— START OF Recorded data —
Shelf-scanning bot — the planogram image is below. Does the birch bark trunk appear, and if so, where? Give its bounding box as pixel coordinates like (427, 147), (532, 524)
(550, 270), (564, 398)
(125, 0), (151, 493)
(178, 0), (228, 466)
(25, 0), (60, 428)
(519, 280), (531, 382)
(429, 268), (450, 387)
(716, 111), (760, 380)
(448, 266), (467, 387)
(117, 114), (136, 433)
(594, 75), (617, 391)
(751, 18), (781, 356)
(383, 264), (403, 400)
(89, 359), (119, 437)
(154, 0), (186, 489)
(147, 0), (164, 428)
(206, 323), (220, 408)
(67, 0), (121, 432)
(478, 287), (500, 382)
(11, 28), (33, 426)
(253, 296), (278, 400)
— END OF Recorded data —
Task to carry out | Print all of the lines above verbatim, from the first to the last, without altering any character.

Reply |
Shelf-scanning bot — the planogram image is below. Does the birch bark trunk appear, and if so, where? Give its bounding box as pixel coordinates like (427, 147), (532, 524)
(550, 270), (564, 398)
(125, 0), (151, 493)
(178, 0), (228, 466)
(25, 0), (60, 428)
(519, 280), (531, 382)
(429, 268), (450, 387)
(716, 111), (760, 380)
(448, 266), (467, 387)
(117, 114), (136, 433)
(594, 75), (617, 391)
(751, 18), (781, 356)
(383, 264), (403, 400)
(89, 359), (119, 437)
(154, 0), (186, 489)
(147, 0), (164, 428)
(206, 323), (220, 408)
(67, 0), (121, 432)
(478, 287), (500, 382)
(11, 28), (33, 426)
(253, 296), (278, 400)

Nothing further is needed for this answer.